## 課題:
以下の記録で、「cart」という文字列を含む行を数え、その数だけを答えなさい。

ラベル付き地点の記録
------------------------

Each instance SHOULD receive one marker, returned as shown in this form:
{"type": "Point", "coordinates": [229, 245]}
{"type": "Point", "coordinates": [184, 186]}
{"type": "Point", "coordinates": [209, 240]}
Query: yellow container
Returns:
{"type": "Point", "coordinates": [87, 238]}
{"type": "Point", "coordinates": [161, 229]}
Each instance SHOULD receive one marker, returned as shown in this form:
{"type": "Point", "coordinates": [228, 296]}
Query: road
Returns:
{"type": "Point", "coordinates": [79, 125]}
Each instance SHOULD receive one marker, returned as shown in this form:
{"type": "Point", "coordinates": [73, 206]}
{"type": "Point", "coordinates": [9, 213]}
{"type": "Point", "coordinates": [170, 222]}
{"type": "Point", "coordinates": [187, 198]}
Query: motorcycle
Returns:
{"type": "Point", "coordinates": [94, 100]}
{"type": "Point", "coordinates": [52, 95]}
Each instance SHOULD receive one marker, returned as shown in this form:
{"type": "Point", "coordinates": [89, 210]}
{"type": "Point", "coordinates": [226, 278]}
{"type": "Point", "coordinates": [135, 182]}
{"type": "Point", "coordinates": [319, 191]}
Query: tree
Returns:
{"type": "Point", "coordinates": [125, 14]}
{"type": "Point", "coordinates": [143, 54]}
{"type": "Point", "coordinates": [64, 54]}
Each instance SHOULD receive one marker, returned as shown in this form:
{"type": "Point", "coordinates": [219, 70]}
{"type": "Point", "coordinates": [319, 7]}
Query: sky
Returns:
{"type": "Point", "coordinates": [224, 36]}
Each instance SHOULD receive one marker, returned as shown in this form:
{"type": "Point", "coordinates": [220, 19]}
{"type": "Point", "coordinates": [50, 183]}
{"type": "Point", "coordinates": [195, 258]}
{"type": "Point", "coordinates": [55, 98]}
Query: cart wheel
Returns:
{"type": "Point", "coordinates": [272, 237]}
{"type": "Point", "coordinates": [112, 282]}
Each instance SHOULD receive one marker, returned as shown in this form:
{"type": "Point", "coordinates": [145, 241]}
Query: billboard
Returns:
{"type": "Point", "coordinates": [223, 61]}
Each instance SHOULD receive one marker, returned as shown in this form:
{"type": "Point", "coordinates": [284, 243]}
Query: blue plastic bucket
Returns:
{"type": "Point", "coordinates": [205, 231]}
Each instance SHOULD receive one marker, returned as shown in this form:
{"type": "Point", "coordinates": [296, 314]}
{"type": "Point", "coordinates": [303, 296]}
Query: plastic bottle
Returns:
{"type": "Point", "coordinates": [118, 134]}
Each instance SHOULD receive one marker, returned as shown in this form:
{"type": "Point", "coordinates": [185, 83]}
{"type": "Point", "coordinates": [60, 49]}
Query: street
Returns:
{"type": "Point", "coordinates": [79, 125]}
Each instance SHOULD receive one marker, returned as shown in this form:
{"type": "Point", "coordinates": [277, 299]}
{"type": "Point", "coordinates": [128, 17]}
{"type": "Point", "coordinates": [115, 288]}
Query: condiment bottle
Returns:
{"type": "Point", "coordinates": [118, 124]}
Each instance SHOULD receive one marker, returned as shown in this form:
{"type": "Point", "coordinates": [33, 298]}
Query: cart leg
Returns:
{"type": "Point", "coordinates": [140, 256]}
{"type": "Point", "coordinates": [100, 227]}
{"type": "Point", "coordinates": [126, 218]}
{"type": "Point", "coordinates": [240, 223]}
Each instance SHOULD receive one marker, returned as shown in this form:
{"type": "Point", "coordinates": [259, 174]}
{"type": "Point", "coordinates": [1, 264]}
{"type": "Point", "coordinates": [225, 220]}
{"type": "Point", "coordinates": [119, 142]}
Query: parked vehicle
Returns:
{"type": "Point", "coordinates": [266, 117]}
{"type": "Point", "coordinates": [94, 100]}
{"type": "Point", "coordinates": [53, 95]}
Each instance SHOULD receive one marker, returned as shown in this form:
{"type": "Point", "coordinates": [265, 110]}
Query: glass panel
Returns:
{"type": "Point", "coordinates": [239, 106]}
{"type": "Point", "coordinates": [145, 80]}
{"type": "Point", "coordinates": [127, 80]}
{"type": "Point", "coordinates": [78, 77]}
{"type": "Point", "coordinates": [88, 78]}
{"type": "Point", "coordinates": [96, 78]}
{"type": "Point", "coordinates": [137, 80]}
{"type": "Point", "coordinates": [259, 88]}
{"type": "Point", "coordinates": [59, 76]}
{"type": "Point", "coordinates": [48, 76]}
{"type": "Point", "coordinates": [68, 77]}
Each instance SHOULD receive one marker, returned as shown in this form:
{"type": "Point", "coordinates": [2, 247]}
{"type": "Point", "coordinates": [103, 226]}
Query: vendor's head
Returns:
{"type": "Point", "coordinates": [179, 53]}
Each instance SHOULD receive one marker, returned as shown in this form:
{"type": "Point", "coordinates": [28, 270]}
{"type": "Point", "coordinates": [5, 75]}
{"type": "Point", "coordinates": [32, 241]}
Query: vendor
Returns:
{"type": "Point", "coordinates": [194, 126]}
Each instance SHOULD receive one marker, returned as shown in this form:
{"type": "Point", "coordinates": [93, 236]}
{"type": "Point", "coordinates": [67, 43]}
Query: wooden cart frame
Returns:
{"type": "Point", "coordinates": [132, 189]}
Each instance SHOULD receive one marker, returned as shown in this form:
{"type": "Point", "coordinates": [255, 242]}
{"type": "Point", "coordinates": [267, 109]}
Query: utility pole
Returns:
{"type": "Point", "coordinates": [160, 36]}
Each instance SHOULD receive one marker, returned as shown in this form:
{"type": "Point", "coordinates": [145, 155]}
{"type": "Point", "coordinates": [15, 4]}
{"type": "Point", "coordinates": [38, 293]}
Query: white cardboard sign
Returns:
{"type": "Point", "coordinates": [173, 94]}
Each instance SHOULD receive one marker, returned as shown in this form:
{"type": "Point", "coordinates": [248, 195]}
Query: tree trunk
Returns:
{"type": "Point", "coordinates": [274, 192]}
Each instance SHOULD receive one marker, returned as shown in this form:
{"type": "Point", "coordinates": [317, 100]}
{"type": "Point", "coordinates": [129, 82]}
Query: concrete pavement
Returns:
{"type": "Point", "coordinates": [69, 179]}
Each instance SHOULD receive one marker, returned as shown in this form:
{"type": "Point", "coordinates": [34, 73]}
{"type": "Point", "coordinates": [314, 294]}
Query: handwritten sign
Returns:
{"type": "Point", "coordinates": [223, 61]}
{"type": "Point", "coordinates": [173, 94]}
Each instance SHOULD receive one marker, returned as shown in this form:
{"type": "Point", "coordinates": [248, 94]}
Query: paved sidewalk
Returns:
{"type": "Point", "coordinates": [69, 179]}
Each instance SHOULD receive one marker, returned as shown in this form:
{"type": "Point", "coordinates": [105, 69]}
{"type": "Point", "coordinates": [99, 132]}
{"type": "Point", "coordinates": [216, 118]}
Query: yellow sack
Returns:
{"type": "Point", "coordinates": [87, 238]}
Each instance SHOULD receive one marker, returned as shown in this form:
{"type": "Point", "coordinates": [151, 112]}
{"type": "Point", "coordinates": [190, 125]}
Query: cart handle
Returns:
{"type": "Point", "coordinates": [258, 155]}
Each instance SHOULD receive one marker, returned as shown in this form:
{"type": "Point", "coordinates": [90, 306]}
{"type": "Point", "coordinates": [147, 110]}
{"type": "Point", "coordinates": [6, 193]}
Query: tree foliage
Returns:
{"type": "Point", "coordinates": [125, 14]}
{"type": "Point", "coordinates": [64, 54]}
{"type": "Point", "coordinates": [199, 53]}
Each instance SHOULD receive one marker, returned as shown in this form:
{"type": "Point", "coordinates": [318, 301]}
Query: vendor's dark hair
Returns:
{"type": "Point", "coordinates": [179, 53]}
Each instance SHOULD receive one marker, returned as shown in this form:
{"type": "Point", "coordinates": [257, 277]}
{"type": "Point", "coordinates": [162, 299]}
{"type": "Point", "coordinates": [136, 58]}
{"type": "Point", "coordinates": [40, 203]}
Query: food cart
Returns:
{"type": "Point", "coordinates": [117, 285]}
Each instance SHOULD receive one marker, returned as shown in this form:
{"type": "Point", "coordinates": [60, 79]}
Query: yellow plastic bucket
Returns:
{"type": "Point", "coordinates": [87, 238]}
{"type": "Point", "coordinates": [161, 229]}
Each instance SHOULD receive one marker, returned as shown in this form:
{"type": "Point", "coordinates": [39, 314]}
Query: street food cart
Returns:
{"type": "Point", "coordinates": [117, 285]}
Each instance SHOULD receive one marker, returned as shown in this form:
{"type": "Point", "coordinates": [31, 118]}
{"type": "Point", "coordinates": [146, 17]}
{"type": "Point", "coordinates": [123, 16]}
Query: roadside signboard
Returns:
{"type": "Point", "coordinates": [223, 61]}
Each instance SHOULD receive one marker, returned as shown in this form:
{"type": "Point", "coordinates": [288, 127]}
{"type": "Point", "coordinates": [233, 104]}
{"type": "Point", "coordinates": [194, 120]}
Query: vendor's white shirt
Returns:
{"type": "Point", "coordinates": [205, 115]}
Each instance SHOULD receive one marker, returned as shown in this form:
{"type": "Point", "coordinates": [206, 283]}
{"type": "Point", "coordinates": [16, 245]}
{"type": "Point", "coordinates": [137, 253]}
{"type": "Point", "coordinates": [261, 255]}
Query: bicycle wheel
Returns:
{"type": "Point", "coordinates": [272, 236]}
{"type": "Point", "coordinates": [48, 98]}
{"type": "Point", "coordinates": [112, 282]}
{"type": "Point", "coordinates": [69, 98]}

------------------------

## 解答:
6